Task objective =
Tally the lines in the data below in which the word "that" occurs, then give only the total.

──────────────────────────────

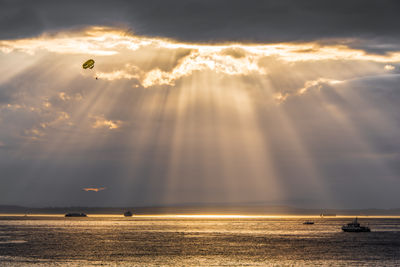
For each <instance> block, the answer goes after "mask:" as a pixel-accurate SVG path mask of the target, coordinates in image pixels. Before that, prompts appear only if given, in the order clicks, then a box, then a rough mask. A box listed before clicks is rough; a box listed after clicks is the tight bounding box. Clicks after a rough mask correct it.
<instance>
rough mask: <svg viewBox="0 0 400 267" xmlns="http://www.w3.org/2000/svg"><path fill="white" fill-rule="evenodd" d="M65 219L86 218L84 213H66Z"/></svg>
mask: <svg viewBox="0 0 400 267" xmlns="http://www.w3.org/2000/svg"><path fill="white" fill-rule="evenodd" d="M65 217H87V215H86V214H85V213H67V214H65Z"/></svg>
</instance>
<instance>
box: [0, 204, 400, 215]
mask: <svg viewBox="0 0 400 267" xmlns="http://www.w3.org/2000/svg"><path fill="white" fill-rule="evenodd" d="M127 210H131V211H133V213H134V214H136V215H149V214H156V215H162V214H242V215H306V216H319V215H320V214H321V213H322V212H323V213H329V214H337V215H359V216H390V215H392V216H400V208H398V209H307V208H295V207H290V206H262V205H255V206H251V205H243V206H240V205H235V206H233V205H193V206H154V207H78V206H75V207H42V208H38V207H23V206H13V205H0V214H65V213H68V212H84V213H87V214H123V213H124V212H125V211H127Z"/></svg>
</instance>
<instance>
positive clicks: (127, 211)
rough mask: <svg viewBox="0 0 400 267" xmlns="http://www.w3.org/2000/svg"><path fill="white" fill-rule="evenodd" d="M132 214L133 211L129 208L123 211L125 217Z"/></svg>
mask: <svg viewBox="0 0 400 267" xmlns="http://www.w3.org/2000/svg"><path fill="white" fill-rule="evenodd" d="M132 215H133V213H132V212H131V211H130V210H128V211H126V212H124V216H125V217H132Z"/></svg>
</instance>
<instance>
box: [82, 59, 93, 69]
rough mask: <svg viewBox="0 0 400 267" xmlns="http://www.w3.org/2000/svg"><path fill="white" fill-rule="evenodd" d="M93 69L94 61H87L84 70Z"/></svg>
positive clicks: (83, 67) (83, 65) (89, 59)
mask: <svg viewBox="0 0 400 267" xmlns="http://www.w3.org/2000/svg"><path fill="white" fill-rule="evenodd" d="M93 67H94V60H93V59H89V60H88V61H86V62H85V63H83V65H82V68H84V69H93Z"/></svg>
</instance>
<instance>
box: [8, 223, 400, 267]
mask: <svg viewBox="0 0 400 267" xmlns="http://www.w3.org/2000/svg"><path fill="white" fill-rule="evenodd" d="M353 218H354V217H351V216H348V217H339V216H337V217H324V218H320V217H300V216H240V215H235V216H228V215H225V216H219V215H212V216H207V215H202V216H200V215H199V216H194V215H193V216H190V215H187V216H185V215H165V216H150V215H149V216H145V215H136V216H133V217H123V216H117V215H93V216H91V215H89V216H88V217H86V218H65V217H64V216H63V215H35V216H33V215H27V216H26V215H0V266H400V217H359V222H360V223H361V224H362V225H369V227H370V228H371V232H370V233H345V232H342V231H341V226H342V225H343V224H346V223H349V222H351V221H352V219H353ZM309 220H311V221H314V224H313V225H304V224H303V222H305V221H309Z"/></svg>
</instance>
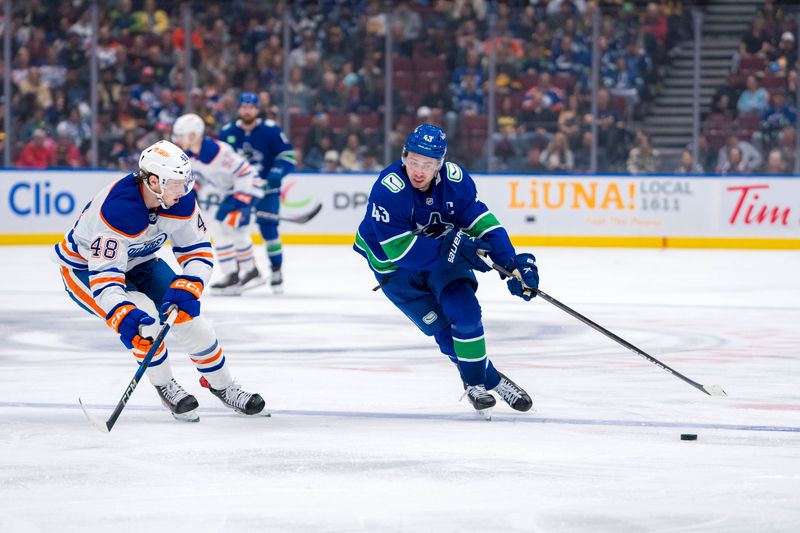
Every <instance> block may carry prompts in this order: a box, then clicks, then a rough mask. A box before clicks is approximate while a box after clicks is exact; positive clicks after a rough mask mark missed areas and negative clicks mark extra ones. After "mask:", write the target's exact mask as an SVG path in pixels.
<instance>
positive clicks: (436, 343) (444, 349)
mask: <svg viewBox="0 0 800 533" xmlns="http://www.w3.org/2000/svg"><path fill="white" fill-rule="evenodd" d="M433 338H434V339H436V344H438V345H439V350H441V352H442V353H443V354H445V355H446V356H447V357H449V358H450V360H451V361H452V362H454V363H457V362H458V359H457V358H456V349H455V347H454V346H453V334H452V333H451V332H450V327H449V326H448V327H445V328H442V329H441V330H440V331H437V332H436V333H434V335H433Z"/></svg>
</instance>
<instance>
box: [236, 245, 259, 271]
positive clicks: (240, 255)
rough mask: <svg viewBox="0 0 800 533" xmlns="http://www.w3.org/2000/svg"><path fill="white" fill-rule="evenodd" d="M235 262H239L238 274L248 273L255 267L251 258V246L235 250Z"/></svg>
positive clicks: (244, 247) (254, 267) (236, 248)
mask: <svg viewBox="0 0 800 533" xmlns="http://www.w3.org/2000/svg"><path fill="white" fill-rule="evenodd" d="M236 260H237V261H238V262H239V272H250V271H251V270H253V269H254V268H255V267H256V261H255V258H254V257H253V245H252V244H248V245H247V246H246V247H244V248H238V247H237V248H236Z"/></svg>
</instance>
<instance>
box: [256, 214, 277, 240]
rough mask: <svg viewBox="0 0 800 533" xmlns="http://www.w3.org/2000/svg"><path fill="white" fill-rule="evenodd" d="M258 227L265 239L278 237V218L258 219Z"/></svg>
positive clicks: (274, 238) (265, 239)
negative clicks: (266, 219)
mask: <svg viewBox="0 0 800 533" xmlns="http://www.w3.org/2000/svg"><path fill="white" fill-rule="evenodd" d="M258 229H259V230H260V231H261V236H262V237H263V238H264V240H266V241H269V240H273V239H277V238H278V221H277V220H266V219H259V220H258Z"/></svg>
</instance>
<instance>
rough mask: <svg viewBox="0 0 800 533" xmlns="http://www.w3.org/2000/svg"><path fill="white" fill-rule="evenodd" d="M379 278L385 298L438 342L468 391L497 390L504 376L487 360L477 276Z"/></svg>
mask: <svg viewBox="0 0 800 533" xmlns="http://www.w3.org/2000/svg"><path fill="white" fill-rule="evenodd" d="M376 277H377V278H378V281H380V282H381V283H382V284H383V292H384V294H386V297H387V298H389V300H391V302H392V303H393V304H394V305H395V306H397V307H398V308H399V309H400V310H401V311H403V313H405V315H406V316H407V317H408V318H410V319H411V321H412V322H414V324H416V326H417V327H418V328H419V329H420V330H422V332H423V333H425V334H426V335H431V336H433V338H434V339H436V343H437V344H438V345H439V349H440V350H441V351H442V353H444V354H446V355H447V356H448V357H449V358H450V360H451V361H453V363H455V364H456V366H457V367H458V371H459V373H460V374H461V379H462V380H463V381H464V382H465V383H466V384H467V385H480V384H484V385H485V386H486V388H487V389H493V388H495V387H496V386H497V384H498V383H499V382H500V376H499V375H498V373H497V370H495V368H494V365H492V362H491V361H490V360H489V358H488V356H487V355H486V342H485V340H484V338H483V324H482V323H481V306H480V303H478V298H477V297H476V296H475V290H476V289H477V288H478V280H477V279H475V274H474V273H473V272H472V270H469V269H461V268H452V267H449V266H447V267H440V268H436V269H434V270H430V271H427V270H404V269H400V270H398V271H396V272H392V273H391V274H389V275H386V276H381V275H379V276H376Z"/></svg>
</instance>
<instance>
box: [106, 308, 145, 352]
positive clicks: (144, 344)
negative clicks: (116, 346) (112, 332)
mask: <svg viewBox="0 0 800 533" xmlns="http://www.w3.org/2000/svg"><path fill="white" fill-rule="evenodd" d="M155 323H156V319H155V318H153V317H151V316H150V315H148V314H147V313H145V312H144V311H142V310H141V309H139V308H137V307H136V306H135V305H133V304H132V303H131V302H121V303H119V304H117V305H116V307H114V308H113V309H112V310H111V311H109V312H108V314H107V315H106V324H108V327H110V328H111V329H113V330H114V331H116V332H117V333H119V339H120V340H121V341H122V344H124V345H125V347H126V348H128V349H129V350H133V349H136V350H139V351H141V352H147V351H148V350H149V349H150V348H151V347H152V346H153V339H152V338H151V337H142V336H141V334H140V332H139V328H141V327H142V326H149V325H151V324H155Z"/></svg>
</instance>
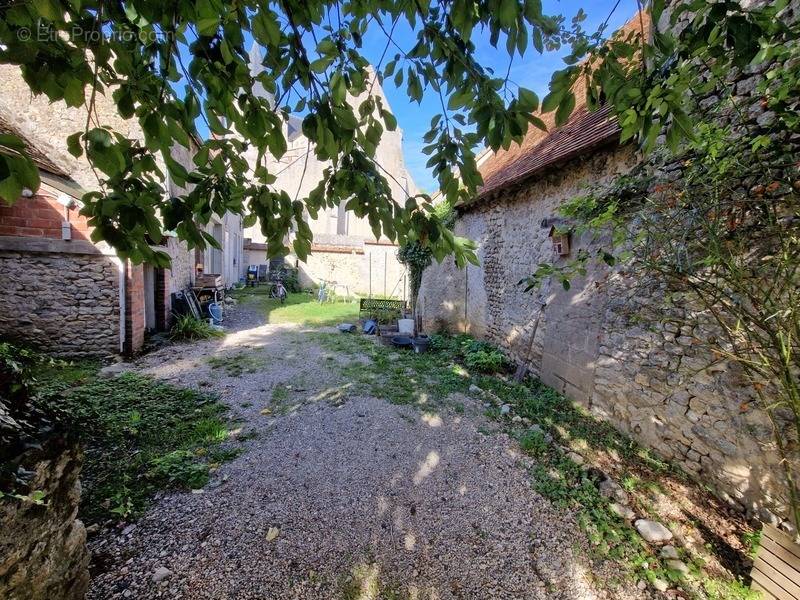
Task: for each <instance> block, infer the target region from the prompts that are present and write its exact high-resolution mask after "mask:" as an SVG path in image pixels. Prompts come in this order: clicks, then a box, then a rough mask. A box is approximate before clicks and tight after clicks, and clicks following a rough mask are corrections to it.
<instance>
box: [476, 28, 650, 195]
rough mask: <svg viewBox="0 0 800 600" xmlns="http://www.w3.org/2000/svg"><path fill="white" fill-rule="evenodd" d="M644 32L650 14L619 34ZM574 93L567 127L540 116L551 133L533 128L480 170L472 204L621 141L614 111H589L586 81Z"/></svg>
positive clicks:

──────────────────────────────

Problem solution =
2